EXTRACTED TEXT:
____

Check all health statuses at once:

docker ps --format "table {{.Names}}\t{{.Status}}\t{{.Ports}}"

Flower Dashboard

Flower provides real-time monitoring of all Celery workers and tasks.

Access: http://localhost:5175/flower Default credentials: admin / flower (configurable via FLOWER_USER and FLOWER_PASSWORD in .env)

What to Monitor in Flower

TabKey MetricsWhat to Look For
DashboardActive/processed/failed task countsFailed count increasing, active count stuck
WorkersOnline workers, task counts per workerWorkers offline, uneven task distribution
TasksTask state, runtime, argsTasks stuck in STARTED for too long, repeated failures
QueuesQueue depth per queueMessages backing up in gpu queue
BrokerRedis connection statusBroker connectivity issues

Queue Architecture

OpenTranscribe uses dedicated queues for different workload types:

QueueWorkerConcurrencyPurpose
gpucelery-worker1 (default)Transcription + diarization (GPU-bound)
downloadcelery-download-worker3Media URL downloads (I/O-bound)
cpu,utilitycelery-cpu-worker8CPU-bound processing tasks
nlp,celerycelery-nlp-worker4LLM summarization, speaker ID
embeddingcelery-embedding-worker1Search index embedding generation

Flower Configuration

Flower is configured with these operational settings in docker-compose.yml:

  • --max_tasks=10000 -- retains last 10,000 tasks in the dashboard
  • --persistent=True -- persists task history to /app/flower.db
  • --purge_offline_workers=600 -- removes offline workers after 10 minutes
  • --natural_time=True -- displays human-readable timestamps

Docker Container Monitoring

Resource Usage

# Live resource usage for all containers
docker stats

# One-shot snapshot
docker stats --no-stream

# Specific container
docker stats opentranscribe-celery-worker

Restart Counts

Frequent restarts indicate instability (often OOM kills or crash loops):

# Check restart counts
docker inspect --format='{{.Name}}: {{.RestartCount}}' $(docker ps -aq) 2>/dev/null | sort -t: -k2 -nr

# Check if a container was OOM killed
docker inspect --format='{{.Name}}: OOMKilled={{.State.OOMKilled}}' $(docker ps -aq) 2>/dev/null

Container Events

# Watch for container start/stop/die events
docker events --filter 'type=container' --format '{{.Time}} {{.Actor.Attributes.name}} {{.Action}}'

GPU Monitoring

nvidia-smi

# One-shot GPU status
nvidia-smi

# Continuous monitoring (updates every 1 second)

____

Entries from a pointing dataset
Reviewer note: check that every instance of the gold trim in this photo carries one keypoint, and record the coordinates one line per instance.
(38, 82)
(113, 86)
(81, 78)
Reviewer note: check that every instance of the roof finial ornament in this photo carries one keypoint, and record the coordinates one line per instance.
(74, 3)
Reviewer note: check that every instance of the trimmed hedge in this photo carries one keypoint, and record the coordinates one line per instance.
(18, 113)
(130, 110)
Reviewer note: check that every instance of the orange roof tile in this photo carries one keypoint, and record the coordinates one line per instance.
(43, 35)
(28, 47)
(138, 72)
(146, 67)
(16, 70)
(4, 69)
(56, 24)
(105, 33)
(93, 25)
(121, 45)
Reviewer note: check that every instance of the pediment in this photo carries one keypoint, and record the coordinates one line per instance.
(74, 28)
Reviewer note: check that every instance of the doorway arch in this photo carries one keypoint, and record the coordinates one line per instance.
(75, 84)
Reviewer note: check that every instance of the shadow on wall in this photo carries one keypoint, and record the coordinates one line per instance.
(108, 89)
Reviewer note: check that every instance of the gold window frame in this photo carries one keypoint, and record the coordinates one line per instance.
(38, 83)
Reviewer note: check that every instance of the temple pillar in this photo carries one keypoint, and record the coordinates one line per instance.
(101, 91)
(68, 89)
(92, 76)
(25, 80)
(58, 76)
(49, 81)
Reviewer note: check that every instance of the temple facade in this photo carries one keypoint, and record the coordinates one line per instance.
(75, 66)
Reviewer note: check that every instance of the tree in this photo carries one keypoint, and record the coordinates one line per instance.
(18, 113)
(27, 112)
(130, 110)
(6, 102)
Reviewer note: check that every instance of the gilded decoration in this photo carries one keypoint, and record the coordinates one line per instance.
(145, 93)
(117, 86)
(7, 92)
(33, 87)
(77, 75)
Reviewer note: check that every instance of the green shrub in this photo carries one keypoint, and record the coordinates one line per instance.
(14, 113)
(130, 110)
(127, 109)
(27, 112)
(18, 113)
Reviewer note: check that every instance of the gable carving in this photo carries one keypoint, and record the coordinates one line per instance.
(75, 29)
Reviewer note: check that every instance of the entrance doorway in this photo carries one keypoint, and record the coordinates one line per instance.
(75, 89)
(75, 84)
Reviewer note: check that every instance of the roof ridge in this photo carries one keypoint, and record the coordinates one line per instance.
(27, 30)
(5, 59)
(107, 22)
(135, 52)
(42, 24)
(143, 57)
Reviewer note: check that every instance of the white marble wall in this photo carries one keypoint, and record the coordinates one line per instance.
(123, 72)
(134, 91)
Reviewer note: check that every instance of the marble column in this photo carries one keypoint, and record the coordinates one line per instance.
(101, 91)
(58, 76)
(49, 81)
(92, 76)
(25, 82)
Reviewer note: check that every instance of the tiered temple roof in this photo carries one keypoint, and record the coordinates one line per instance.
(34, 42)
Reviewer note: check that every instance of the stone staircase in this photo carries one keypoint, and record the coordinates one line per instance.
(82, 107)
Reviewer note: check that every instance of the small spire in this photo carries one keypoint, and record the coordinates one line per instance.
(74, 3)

____

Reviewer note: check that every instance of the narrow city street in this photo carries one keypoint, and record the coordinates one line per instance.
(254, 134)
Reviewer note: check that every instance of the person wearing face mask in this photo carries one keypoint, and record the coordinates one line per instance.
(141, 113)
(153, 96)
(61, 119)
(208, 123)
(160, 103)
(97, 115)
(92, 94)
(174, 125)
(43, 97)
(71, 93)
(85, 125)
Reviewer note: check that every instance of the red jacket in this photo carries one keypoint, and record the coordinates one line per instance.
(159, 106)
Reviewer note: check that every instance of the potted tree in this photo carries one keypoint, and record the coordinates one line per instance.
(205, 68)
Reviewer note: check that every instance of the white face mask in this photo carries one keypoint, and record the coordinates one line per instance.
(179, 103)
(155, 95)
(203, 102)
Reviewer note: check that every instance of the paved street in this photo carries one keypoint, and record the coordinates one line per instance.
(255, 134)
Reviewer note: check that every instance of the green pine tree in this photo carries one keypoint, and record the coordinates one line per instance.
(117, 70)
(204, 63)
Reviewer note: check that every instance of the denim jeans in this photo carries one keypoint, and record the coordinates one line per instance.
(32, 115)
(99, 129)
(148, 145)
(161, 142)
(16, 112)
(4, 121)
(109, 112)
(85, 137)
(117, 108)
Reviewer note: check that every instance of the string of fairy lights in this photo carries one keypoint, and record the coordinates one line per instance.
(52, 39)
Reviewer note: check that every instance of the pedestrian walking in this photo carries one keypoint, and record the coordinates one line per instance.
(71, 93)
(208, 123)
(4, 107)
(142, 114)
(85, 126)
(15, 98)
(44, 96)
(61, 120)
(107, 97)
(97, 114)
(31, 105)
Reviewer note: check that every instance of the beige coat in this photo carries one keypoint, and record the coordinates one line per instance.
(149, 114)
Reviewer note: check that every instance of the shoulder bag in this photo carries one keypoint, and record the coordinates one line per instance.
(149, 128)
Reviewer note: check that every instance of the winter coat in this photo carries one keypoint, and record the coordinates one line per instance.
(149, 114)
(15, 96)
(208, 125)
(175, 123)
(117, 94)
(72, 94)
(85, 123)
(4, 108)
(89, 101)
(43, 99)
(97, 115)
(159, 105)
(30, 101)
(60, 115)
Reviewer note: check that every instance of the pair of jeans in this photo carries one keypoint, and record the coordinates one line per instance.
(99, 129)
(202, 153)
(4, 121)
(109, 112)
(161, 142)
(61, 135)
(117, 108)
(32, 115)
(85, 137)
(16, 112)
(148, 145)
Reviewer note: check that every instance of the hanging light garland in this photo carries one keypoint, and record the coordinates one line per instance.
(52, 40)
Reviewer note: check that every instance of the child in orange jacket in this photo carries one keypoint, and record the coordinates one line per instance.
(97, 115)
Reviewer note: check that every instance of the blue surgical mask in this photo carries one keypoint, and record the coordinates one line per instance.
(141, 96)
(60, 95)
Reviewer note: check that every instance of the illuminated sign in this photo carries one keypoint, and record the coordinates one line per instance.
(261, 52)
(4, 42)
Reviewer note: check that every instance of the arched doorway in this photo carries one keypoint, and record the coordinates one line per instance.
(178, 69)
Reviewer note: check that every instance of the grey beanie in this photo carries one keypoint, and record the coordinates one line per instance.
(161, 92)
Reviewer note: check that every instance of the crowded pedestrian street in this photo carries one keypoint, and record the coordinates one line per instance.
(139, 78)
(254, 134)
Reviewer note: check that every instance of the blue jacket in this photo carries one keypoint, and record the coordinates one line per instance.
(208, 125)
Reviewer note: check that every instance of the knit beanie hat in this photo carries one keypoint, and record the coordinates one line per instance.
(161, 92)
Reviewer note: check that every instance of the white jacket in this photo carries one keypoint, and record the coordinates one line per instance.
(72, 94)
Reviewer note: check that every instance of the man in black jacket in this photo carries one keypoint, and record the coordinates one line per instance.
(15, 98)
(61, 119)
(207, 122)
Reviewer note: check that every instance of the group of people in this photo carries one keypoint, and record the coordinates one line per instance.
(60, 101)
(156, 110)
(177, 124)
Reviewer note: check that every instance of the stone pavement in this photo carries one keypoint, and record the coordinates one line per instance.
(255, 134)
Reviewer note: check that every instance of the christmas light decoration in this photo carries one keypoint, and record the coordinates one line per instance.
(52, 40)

____

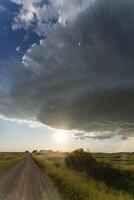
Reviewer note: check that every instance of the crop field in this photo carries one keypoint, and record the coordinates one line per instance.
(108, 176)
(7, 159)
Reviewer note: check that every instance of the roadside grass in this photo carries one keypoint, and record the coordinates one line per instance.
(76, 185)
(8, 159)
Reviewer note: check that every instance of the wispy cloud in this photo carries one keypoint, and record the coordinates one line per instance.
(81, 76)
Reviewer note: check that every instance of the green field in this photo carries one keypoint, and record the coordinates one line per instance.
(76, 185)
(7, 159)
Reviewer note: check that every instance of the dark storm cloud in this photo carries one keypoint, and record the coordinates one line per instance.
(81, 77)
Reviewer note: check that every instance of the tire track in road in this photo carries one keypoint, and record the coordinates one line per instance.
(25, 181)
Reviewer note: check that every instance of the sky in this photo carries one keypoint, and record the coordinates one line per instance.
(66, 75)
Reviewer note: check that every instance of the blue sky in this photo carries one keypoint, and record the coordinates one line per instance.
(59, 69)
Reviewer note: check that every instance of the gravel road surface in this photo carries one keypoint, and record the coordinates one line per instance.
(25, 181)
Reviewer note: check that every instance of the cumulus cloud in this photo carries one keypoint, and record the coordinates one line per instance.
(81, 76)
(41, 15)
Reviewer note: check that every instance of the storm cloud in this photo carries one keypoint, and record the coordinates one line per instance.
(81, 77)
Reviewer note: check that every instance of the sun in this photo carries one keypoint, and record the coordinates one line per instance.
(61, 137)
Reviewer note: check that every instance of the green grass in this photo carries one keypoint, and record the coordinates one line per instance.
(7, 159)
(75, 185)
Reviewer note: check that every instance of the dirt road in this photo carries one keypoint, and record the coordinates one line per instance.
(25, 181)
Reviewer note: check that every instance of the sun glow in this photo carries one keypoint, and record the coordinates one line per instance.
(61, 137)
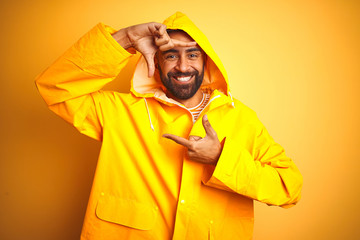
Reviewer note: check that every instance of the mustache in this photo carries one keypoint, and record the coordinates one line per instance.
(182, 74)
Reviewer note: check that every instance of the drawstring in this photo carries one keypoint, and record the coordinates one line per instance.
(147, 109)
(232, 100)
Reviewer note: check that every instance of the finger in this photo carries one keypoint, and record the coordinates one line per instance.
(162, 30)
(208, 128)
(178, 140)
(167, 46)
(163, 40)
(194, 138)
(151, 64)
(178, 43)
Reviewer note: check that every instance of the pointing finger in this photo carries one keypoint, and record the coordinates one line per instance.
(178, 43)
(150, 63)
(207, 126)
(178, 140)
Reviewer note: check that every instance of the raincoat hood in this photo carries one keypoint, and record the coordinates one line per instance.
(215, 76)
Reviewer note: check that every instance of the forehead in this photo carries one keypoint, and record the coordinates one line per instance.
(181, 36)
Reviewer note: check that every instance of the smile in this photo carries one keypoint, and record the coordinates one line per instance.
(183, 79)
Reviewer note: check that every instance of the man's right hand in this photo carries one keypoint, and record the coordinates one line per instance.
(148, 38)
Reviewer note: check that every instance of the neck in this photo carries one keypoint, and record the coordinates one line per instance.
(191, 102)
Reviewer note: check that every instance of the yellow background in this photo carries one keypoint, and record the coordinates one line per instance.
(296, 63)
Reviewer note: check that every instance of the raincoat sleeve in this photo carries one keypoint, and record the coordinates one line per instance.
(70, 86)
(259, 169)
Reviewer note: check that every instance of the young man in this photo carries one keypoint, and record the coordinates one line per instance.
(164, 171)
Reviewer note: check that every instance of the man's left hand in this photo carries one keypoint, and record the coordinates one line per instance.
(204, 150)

____

WRITTEN TASK 1: In the OpenTranscribe monitoring guide, how long does Flower wait before removing offline workers?
WRITTEN TASK 2: Extend the OpenTranscribe monitoring guide from the point where it stops.

ANSWER 1: Ten minutes (600 seconds).

ANSWER 2:
watch -n 1 nvidia-smi

# Compact output with utilization and memory
nvidia-smi --query-gpu=index,name,utilization.gpu,memory.used,memory.total,temperature.gpu --format=csv,noheader,nounits

VRAM Profiling

OpenTranscribe includes built-in VRAM profiling that uses NVML (not PyTorch) for accurate device-level memory tracking. This captures memory used by CTranslate2, which is invisible to torch.cuda.memory_allocated().

Enable profiling:

# In .env
ENABLE_VRAM_PROFILING=true

View profiling results:

# Via Admin API
curl http://localhost:5174/api/admin/gpu-profiles

# Via profiling test script
./scripts/gpu-profile-test.sh --results

Key GPU Metrics

MetricNormal RangeWarning Threshold
GPU Utilization80-100% during transcriptionSustained 0% with queued tasks
VRAM Usage (idle)~5.5 GB (models loaded)N/A
VRAM Usage (transcription)+300-400 MB above idleN/A
VRAM Usage (diarization)+1-11 GB (scales with audio length)>90% of total VRAM
Temperature40-80 C>85 C sustained

Database Monitoring

PostgreSQL

# Connection count
docker exec opentranscribe-postgres psql -U postgres -d opentranscribe -c \
"SELECT count(*) as connections FROM pg_stat_activity;"

# Active queries
docker exec opentranscribe-postgres psql -U postgres -d opentranscribe -c \
"SELECT pid, state, query_start, query FROM pg_stat_activity WHERE state = 'active';"

# Table sizes
docker exec opentranscribe-postgres psql -U postgres -d opentranscribe -c \
"SELECT relname AS table, pg_size_pretty(pg_total_relation_size(relid)) AS size
FROM pg_catalog.pg_statio_user_tables ORDER BY pg_total_relation_size(relid) DESC LIMIT 10;"

# Slow queries (if pg_stat_statements is enabled)
docker exec opentranscribe-postgres psql -U postgres -d opentranscribe -c \
"SELECT calls, mean_exec_time::numeric(10,2) AS avg_ms, query
FROM pg_stat_statements ORDER BY mean_exec_time DESC LIMIT 5;"

# Cache hit ratio (should be >95%)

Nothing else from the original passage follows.